• _WHAT YOU WILL DO_
Every line below that includes the word "roof" needs to be copied.

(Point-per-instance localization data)
##########

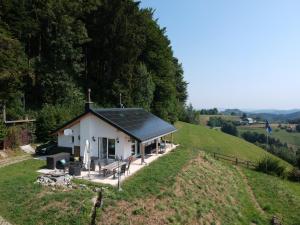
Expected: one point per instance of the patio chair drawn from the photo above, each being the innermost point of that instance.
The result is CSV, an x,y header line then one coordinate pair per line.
x,y
130,159
123,169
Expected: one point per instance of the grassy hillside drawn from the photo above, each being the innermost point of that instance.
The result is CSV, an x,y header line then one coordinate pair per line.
x,y
196,196
210,140
186,186
291,138
205,118
276,196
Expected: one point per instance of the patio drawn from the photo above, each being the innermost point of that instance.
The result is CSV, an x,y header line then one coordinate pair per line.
x,y
135,166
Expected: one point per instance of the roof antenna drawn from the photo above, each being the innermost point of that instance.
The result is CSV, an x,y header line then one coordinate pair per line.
x,y
121,105
89,102
89,95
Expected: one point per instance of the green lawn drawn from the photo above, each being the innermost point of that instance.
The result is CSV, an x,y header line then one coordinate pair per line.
x,y
276,196
203,119
210,140
185,186
292,138
23,202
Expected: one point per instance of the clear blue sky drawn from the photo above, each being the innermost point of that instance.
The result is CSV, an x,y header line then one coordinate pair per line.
x,y
236,53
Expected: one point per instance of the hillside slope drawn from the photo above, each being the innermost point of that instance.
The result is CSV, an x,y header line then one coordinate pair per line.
x,y
210,140
205,191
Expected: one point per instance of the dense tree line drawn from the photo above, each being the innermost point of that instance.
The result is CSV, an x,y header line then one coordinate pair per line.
x,y
51,52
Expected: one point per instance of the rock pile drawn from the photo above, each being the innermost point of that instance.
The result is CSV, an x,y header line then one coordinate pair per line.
x,y
55,180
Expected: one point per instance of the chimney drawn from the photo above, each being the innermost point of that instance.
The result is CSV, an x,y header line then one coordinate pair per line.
x,y
89,102
4,113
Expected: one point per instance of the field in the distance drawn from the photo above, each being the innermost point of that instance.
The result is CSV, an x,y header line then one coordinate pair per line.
x,y
291,138
203,119
186,186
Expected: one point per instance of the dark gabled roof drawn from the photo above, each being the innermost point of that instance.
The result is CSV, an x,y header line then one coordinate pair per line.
x,y
135,122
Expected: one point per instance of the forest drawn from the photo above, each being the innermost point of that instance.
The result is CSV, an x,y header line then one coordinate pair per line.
x,y
52,51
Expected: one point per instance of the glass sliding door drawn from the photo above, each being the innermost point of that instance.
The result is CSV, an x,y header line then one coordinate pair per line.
x,y
111,150
103,148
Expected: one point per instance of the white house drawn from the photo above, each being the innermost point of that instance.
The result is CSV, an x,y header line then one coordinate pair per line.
x,y
114,132
248,121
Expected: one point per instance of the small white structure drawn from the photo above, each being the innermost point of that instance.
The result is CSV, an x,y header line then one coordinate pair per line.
x,y
112,133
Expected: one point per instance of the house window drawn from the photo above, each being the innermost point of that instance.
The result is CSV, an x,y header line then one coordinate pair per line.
x,y
133,148
111,148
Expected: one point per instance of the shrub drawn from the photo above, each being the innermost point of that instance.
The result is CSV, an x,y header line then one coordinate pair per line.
x,y
270,166
13,136
294,174
215,122
229,128
298,127
3,131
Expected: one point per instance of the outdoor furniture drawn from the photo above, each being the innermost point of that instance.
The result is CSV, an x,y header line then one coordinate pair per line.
x,y
53,159
75,169
92,165
62,164
123,169
162,148
130,159
112,168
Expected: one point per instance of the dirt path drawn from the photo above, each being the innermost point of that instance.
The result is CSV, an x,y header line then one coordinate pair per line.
x,y
12,160
4,222
250,191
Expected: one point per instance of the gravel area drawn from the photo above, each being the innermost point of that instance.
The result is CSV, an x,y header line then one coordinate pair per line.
x,y
4,222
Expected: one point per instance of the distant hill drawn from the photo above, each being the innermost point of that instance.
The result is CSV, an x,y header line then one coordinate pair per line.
x,y
276,117
273,111
273,115
236,112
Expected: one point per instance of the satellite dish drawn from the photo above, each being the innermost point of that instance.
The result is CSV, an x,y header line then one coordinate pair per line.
x,y
68,132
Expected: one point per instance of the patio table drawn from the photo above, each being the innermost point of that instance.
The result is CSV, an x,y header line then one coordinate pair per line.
x,y
112,167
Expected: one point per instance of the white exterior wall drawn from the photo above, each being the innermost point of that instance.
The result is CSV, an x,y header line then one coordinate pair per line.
x,y
66,141
91,126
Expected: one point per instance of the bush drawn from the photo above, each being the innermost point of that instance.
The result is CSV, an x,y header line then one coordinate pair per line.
x,y
13,136
3,131
215,122
294,174
229,128
270,166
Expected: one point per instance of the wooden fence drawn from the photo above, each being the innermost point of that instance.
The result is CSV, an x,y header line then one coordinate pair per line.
x,y
235,160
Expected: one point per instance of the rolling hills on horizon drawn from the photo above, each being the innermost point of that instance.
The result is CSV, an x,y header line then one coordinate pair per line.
x,y
272,115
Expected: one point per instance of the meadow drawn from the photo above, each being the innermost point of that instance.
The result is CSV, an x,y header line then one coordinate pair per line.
x,y
203,119
186,186
291,138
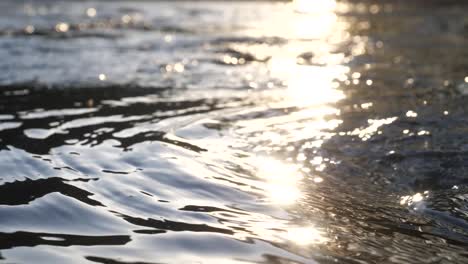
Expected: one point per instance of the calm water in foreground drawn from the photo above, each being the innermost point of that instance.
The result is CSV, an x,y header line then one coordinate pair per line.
x,y
233,132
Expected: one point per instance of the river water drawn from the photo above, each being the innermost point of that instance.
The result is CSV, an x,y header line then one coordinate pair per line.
x,y
233,132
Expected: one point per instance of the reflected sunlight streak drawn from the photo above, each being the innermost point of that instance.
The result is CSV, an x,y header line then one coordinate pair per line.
x,y
281,180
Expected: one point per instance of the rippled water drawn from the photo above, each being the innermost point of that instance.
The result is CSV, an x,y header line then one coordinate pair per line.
x,y
233,132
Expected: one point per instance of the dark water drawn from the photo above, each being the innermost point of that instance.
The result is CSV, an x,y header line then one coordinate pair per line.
x,y
233,132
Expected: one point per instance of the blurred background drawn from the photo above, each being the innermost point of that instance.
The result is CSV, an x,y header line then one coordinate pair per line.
x,y
306,131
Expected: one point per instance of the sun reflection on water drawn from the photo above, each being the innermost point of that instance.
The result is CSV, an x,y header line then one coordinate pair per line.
x,y
282,180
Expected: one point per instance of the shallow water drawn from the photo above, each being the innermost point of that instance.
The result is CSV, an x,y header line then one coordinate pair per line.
x,y
233,132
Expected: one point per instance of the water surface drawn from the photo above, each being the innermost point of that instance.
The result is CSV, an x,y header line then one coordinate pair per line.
x,y
233,132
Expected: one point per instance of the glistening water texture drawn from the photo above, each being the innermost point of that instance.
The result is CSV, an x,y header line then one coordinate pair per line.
x,y
233,132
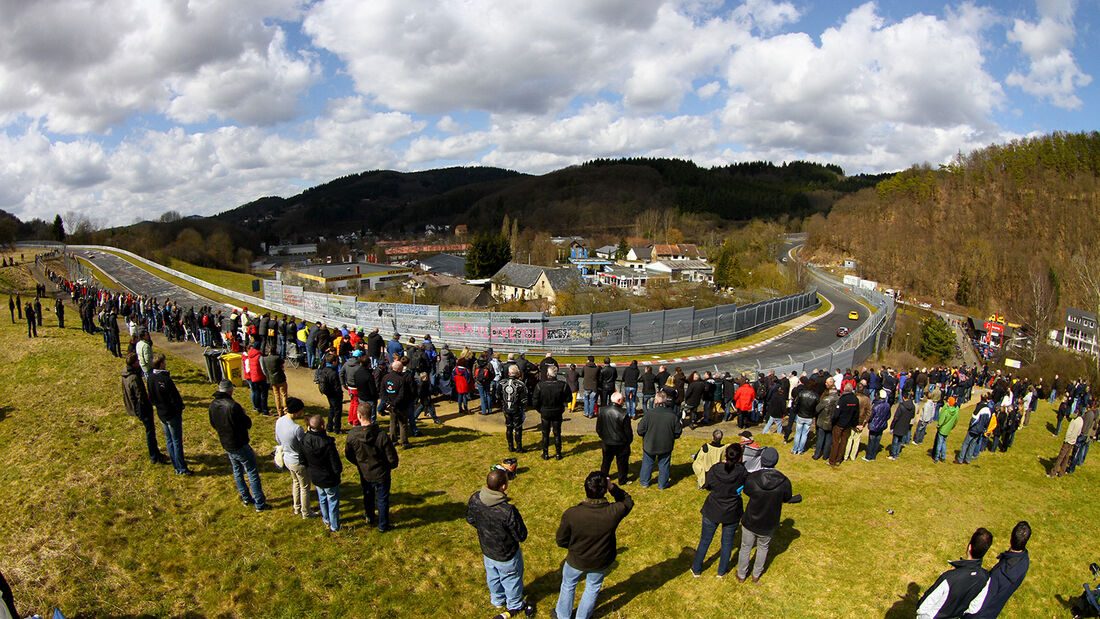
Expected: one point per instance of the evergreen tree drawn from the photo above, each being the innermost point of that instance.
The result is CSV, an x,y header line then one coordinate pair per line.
x,y
937,341
57,230
487,253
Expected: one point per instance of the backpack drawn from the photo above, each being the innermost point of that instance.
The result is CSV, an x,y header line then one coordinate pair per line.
x,y
481,375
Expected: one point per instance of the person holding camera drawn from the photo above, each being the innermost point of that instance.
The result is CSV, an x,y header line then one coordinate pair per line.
x,y
587,531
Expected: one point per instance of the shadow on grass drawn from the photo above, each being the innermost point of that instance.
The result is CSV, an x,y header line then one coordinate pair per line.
x,y
906,605
650,578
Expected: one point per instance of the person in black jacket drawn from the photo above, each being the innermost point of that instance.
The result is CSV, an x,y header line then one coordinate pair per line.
x,y
135,398
501,530
320,455
587,530
723,506
370,449
397,393
767,489
613,426
169,408
963,589
328,384
630,376
232,424
659,431
550,398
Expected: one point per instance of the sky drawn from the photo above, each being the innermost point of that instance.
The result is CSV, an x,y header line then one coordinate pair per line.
x,y
119,111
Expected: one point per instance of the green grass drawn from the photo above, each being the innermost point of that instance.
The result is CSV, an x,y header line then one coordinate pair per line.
x,y
239,282
95,529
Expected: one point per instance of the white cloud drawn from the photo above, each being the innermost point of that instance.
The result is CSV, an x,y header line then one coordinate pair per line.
x,y
83,67
1053,73
867,85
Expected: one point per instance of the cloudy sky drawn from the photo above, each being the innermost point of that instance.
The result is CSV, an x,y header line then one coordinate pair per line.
x,y
120,110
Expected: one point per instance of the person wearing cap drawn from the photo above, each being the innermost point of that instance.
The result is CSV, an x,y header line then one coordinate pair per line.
x,y
288,435
767,489
232,424
501,530
659,431
948,418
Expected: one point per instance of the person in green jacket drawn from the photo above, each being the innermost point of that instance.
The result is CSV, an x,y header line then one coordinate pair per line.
x,y
948,417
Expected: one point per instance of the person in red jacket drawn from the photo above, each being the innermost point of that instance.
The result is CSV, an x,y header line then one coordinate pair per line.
x,y
256,379
743,401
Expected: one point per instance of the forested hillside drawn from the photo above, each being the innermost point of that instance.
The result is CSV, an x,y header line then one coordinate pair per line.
x,y
1012,228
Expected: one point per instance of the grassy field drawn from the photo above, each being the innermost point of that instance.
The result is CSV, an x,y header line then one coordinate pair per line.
x,y
95,529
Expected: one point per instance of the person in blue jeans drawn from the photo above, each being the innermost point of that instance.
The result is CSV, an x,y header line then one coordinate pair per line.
x,y
232,424
659,431
723,506
501,530
587,531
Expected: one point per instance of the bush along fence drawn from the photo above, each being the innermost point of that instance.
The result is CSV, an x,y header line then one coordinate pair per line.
x,y
618,332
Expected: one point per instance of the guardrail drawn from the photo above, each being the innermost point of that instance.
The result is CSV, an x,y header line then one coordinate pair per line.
x,y
611,333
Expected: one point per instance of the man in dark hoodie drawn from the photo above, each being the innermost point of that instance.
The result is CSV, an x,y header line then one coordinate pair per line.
x,y
964,588
370,449
767,489
501,530
613,426
135,398
169,409
319,451
232,424
587,530
1007,576
902,423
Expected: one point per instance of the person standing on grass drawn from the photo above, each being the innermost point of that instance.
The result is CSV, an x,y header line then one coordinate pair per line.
x,y
1007,576
501,530
319,452
273,367
1073,431
948,418
706,456
767,489
847,417
169,408
370,449
902,423
32,328
961,590
550,398
723,506
613,426
659,431
514,405
288,435
135,398
587,531
232,424
328,384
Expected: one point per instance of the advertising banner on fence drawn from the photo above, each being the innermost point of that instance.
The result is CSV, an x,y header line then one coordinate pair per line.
x,y
273,291
517,328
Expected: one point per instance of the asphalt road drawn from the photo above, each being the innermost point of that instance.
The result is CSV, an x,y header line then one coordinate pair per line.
x,y
820,334
141,282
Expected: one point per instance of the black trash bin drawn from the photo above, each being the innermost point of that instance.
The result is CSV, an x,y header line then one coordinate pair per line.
x,y
212,357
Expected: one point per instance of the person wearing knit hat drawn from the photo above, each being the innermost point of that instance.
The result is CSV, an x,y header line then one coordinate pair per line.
x,y
767,490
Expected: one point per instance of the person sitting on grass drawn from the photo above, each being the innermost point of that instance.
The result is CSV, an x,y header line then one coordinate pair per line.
x,y
963,589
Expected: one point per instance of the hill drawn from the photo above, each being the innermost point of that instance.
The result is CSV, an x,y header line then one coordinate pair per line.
x,y
1010,228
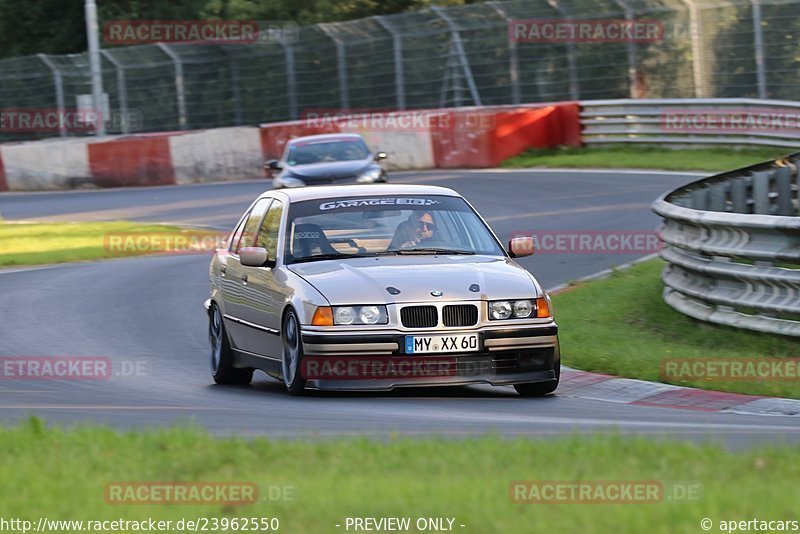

##########

• _YOUR SOLUTION_
Expected: one point per instance of the roof antenna drawn from the photo above, each being the innermost point of that instance.
Expected: one point per instance of the dark gabled roof drawn from the photo above, each being the innermost point of that instance.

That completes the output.